* _Job_
Reproduce the entries below without any change, beginning at the line that contains "of the large" and stopping after the line that contains "[[369, 313], [315, 155]]".

───

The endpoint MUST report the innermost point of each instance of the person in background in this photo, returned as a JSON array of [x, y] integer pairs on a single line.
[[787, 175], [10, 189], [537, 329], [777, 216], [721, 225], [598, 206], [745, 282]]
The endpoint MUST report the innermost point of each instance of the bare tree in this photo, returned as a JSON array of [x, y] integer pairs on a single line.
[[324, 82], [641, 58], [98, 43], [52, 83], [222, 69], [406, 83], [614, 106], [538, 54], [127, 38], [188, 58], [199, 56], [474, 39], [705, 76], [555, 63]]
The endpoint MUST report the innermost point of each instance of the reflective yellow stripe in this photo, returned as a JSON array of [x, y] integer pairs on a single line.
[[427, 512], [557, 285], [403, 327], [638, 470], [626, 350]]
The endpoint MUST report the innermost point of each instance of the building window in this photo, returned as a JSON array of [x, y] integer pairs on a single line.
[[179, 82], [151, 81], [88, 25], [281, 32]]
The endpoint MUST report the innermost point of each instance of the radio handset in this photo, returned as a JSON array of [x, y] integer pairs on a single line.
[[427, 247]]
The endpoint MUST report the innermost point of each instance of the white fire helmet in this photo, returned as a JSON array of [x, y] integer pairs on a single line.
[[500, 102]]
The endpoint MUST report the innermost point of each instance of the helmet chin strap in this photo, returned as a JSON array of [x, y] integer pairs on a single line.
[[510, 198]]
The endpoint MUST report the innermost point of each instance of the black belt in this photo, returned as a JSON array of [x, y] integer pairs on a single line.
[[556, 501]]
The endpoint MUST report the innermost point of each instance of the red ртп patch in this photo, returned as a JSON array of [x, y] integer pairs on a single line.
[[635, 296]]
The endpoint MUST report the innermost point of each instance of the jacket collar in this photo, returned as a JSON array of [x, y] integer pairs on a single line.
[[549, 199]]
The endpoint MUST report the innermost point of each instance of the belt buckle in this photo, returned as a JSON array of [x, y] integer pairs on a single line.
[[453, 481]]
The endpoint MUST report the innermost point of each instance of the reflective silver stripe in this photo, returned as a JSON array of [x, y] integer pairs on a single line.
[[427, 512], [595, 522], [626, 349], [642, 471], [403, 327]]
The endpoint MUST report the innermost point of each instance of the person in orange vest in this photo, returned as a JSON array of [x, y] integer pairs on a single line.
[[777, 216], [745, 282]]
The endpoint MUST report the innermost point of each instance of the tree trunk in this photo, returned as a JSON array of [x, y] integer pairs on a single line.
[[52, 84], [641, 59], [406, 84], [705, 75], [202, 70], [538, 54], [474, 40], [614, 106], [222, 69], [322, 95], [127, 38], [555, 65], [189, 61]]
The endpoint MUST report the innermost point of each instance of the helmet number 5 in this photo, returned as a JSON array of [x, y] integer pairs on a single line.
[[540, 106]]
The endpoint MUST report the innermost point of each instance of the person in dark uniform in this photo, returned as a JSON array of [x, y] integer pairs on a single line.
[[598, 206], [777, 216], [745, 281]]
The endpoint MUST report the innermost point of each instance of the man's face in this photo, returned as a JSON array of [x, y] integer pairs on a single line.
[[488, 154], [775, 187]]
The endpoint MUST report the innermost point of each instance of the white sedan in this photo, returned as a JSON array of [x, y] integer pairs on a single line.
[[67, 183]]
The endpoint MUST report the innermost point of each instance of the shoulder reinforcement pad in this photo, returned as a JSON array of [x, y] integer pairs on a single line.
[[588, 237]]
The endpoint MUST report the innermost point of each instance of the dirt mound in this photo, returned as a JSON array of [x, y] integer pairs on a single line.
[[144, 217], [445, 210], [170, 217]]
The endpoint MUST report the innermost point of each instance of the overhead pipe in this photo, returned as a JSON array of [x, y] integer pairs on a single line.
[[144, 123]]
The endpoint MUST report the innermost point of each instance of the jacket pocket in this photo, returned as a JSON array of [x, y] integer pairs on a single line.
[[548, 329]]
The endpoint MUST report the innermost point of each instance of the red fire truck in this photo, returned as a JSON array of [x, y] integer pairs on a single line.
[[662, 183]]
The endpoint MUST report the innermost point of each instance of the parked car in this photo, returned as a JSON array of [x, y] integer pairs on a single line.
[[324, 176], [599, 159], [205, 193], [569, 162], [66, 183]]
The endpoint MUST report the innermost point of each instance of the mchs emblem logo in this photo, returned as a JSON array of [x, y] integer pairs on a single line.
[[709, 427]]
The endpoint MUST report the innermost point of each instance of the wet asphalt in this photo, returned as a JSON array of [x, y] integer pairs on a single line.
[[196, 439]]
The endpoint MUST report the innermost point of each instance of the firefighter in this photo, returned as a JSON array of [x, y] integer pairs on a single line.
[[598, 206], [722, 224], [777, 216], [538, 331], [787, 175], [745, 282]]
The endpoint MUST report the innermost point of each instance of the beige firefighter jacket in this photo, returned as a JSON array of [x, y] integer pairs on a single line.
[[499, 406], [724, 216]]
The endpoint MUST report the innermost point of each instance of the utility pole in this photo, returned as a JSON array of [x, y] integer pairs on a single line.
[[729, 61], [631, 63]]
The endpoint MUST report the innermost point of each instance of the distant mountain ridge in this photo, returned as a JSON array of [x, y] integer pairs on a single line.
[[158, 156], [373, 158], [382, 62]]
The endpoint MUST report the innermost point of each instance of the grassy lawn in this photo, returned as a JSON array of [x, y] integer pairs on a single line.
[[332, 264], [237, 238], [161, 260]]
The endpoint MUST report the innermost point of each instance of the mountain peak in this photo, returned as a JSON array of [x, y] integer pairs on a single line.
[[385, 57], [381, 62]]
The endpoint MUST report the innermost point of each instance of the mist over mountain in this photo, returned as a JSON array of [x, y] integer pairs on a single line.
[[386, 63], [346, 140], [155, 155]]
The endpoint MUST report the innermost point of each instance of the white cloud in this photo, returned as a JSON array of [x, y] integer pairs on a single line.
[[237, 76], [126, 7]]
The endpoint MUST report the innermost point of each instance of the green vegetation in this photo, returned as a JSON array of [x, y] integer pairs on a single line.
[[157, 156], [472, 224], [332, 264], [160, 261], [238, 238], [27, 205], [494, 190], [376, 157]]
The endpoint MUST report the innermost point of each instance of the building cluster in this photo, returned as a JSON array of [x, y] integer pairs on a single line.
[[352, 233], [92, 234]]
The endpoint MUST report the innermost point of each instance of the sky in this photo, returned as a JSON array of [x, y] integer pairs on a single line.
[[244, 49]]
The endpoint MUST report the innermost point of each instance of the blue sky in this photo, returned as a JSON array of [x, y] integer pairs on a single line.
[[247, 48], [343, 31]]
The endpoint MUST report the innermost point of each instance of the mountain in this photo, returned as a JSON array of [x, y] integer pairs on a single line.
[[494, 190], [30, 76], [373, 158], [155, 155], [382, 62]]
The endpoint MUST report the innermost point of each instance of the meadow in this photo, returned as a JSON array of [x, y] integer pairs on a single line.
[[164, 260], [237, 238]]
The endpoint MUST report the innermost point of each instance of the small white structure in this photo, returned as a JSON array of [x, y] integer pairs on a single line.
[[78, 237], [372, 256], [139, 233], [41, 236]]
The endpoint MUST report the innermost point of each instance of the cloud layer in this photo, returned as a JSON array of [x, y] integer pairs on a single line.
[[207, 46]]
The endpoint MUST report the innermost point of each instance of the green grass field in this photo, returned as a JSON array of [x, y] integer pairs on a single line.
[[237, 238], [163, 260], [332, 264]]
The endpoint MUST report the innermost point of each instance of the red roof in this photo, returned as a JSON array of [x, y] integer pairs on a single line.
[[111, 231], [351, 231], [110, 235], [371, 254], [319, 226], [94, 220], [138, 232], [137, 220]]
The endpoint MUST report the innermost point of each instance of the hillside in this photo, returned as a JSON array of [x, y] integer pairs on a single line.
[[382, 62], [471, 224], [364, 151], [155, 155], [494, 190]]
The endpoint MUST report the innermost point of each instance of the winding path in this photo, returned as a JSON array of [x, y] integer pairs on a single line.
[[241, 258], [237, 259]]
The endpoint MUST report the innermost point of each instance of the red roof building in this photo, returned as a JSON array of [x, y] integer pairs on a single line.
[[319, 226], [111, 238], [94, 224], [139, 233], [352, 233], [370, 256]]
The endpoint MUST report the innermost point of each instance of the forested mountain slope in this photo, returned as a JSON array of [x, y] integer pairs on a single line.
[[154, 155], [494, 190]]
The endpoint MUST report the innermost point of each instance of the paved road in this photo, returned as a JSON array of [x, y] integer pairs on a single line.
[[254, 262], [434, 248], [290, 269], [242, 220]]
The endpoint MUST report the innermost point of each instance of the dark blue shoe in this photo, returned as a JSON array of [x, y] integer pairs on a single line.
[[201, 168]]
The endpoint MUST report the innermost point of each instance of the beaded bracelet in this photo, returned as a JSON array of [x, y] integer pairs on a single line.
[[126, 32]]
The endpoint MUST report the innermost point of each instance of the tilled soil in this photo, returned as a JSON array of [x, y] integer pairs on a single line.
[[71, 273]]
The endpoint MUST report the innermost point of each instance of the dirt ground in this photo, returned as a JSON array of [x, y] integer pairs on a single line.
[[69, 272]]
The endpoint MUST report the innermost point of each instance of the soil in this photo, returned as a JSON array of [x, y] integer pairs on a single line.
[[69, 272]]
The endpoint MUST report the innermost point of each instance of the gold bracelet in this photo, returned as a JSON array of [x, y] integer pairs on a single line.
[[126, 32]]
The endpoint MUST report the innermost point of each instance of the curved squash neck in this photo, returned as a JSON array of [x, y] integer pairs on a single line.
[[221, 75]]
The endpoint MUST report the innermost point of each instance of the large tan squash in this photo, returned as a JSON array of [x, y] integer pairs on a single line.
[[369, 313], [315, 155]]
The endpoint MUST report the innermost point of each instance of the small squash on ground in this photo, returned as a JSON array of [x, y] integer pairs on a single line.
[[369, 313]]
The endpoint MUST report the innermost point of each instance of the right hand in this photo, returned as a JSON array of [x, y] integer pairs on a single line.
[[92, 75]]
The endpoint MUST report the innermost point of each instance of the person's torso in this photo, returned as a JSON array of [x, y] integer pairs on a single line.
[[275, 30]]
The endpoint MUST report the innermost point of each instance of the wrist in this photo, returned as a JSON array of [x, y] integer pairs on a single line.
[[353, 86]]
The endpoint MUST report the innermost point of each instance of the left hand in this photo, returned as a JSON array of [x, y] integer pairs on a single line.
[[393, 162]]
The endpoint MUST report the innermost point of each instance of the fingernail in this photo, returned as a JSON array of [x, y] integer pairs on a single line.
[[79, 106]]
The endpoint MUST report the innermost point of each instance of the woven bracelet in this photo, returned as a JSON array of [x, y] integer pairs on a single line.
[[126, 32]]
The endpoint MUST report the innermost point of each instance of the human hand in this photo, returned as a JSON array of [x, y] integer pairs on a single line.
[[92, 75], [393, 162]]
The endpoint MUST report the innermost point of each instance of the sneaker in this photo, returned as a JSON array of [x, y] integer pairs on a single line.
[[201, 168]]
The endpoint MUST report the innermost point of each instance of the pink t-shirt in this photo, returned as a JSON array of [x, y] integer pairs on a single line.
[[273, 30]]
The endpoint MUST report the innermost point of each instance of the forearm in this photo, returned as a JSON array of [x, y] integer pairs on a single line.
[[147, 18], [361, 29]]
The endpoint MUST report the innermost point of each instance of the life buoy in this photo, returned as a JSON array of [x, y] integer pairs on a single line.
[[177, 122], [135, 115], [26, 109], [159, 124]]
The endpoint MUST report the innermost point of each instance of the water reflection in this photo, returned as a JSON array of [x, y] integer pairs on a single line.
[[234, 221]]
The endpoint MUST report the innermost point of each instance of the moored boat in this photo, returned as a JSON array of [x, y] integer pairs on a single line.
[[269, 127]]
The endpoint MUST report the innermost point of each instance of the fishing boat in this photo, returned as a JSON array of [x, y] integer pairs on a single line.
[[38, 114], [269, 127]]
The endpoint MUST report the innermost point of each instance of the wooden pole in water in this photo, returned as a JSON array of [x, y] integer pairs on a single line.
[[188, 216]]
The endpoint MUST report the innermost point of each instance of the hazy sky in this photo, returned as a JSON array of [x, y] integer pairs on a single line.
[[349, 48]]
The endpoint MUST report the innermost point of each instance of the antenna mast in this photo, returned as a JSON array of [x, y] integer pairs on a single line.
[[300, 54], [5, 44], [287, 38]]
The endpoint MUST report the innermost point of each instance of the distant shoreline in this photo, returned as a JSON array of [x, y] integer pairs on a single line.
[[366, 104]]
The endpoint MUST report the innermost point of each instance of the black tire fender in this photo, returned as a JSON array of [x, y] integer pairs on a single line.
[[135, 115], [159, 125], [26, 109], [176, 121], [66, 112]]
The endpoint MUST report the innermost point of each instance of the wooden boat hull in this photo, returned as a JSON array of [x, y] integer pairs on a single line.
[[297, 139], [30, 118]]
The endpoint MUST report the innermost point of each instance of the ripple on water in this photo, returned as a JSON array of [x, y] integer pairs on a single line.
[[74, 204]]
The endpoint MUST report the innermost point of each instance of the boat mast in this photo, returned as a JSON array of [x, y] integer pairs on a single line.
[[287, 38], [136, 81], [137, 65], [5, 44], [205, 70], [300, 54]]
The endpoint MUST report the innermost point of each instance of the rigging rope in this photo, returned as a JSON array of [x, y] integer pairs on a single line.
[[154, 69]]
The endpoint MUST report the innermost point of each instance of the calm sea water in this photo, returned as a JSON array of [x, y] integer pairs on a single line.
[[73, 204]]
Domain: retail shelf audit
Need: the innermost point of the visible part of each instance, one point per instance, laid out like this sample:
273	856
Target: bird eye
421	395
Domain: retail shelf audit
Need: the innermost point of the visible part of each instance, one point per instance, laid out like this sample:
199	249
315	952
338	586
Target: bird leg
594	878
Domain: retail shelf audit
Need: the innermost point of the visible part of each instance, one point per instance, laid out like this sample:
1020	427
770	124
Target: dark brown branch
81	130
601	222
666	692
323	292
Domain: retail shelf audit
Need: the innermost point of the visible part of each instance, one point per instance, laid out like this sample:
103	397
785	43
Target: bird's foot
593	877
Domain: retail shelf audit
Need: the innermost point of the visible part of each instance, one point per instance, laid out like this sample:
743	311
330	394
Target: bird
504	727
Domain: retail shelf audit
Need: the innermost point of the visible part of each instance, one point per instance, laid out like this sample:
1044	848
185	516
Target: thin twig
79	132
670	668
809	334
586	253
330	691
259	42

───

* _Exercise answer_
The endpoint MUST report the innermost point of each instance of the large tan squash in this photo, returned as a JSON array of [x, y] integer pairs on a single line.
[[369, 313], [315, 155]]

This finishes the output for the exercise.